━━━ INFORMATION SUPPLIED ━━━

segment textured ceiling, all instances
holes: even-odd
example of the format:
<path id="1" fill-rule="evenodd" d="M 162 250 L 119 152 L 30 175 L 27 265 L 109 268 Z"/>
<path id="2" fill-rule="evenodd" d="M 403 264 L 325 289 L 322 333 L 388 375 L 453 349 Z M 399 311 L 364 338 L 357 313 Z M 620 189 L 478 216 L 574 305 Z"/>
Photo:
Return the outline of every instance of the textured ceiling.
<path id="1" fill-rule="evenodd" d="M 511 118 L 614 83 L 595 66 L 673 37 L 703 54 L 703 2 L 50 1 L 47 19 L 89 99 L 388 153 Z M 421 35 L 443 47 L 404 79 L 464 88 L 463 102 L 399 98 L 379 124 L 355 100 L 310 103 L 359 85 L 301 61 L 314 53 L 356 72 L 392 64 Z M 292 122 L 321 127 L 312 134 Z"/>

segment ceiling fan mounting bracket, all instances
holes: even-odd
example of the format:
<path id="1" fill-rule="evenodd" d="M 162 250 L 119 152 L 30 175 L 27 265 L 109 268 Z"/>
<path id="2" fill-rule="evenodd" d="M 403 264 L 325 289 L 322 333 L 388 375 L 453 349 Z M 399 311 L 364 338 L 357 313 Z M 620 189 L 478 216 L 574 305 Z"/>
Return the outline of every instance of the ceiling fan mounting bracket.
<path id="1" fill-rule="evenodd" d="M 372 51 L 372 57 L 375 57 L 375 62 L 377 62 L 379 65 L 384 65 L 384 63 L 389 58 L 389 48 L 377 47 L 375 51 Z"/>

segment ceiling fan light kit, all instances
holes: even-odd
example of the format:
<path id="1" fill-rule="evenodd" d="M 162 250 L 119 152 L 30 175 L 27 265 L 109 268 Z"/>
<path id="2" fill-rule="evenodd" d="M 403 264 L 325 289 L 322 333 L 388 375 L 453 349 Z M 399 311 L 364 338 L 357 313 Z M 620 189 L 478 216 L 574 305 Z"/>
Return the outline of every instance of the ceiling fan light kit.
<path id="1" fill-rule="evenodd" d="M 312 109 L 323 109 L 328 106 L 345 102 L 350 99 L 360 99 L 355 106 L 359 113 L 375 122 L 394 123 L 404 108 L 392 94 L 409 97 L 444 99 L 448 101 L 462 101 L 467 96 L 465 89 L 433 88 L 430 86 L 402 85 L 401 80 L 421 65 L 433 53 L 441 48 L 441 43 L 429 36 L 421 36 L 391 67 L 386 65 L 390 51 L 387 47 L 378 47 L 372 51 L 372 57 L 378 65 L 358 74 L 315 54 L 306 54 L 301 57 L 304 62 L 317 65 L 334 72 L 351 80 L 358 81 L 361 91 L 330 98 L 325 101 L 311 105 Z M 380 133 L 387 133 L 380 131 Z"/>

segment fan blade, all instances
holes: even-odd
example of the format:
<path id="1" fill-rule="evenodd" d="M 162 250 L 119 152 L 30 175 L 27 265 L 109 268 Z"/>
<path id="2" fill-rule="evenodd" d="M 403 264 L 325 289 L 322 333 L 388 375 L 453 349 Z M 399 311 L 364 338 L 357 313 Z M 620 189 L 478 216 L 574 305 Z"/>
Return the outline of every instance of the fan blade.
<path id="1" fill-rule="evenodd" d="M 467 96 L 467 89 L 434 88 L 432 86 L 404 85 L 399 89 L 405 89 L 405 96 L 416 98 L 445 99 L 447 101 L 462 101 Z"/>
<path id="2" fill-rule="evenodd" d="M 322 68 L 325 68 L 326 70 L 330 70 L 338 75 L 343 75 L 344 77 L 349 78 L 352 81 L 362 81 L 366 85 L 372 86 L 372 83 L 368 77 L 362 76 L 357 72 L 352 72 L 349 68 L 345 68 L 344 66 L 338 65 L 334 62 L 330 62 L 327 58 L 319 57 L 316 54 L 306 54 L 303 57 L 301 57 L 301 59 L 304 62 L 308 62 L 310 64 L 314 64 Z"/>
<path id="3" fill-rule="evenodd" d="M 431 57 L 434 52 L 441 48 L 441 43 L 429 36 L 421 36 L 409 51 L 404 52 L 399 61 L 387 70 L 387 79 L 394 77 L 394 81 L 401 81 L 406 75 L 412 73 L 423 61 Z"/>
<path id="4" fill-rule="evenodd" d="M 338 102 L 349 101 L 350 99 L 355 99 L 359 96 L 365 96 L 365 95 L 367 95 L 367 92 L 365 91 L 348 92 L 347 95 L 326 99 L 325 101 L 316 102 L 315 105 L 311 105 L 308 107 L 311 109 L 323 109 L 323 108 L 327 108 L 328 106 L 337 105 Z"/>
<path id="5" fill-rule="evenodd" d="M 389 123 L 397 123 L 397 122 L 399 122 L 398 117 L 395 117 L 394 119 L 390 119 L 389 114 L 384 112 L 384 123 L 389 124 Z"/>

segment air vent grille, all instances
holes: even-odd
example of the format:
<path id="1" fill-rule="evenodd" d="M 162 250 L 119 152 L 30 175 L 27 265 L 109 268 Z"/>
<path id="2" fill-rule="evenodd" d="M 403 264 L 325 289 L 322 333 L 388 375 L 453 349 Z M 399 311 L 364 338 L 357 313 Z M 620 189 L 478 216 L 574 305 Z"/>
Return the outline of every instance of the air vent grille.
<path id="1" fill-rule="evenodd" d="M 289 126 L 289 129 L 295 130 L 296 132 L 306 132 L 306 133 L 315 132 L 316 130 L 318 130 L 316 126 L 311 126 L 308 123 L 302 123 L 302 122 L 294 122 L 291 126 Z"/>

━━━

▶ [WRITTEN REQUEST] Please copy out the stretch of the records from the line containing "segment ceiling fan light kit, all instances" through the line containing "312 109 L 323", reproducing each line without any change.

▶ [THE ANSWER]
segment ceiling fan light kit, all instances
holes: even-odd
example of the format:
<path id="1" fill-rule="evenodd" d="M 162 250 L 119 152 L 30 175 L 27 265 L 109 268 Z"/>
<path id="2" fill-rule="evenodd" d="M 403 264 L 325 289 L 322 333 L 388 375 L 453 349 Z M 399 311 L 364 338 L 357 313 Z M 620 189 L 478 216 L 574 305 Z"/>
Return the outline of every instance of the ceiling fan light kit.
<path id="1" fill-rule="evenodd" d="M 312 109 L 323 109 L 328 106 L 345 102 L 350 99 L 360 99 L 355 106 L 359 113 L 375 122 L 394 123 L 404 108 L 392 94 L 409 97 L 444 99 L 448 101 L 462 101 L 467 96 L 465 89 L 433 88 L 430 86 L 402 85 L 401 80 L 421 65 L 433 53 L 441 48 L 441 43 L 429 36 L 421 36 L 391 67 L 386 65 L 390 51 L 387 47 L 378 47 L 372 51 L 372 57 L 378 65 L 358 74 L 315 54 L 306 54 L 301 57 L 304 62 L 317 65 L 334 72 L 351 80 L 358 81 L 361 91 L 330 98 L 325 101 L 311 105 Z M 380 133 L 387 133 L 380 131 Z"/>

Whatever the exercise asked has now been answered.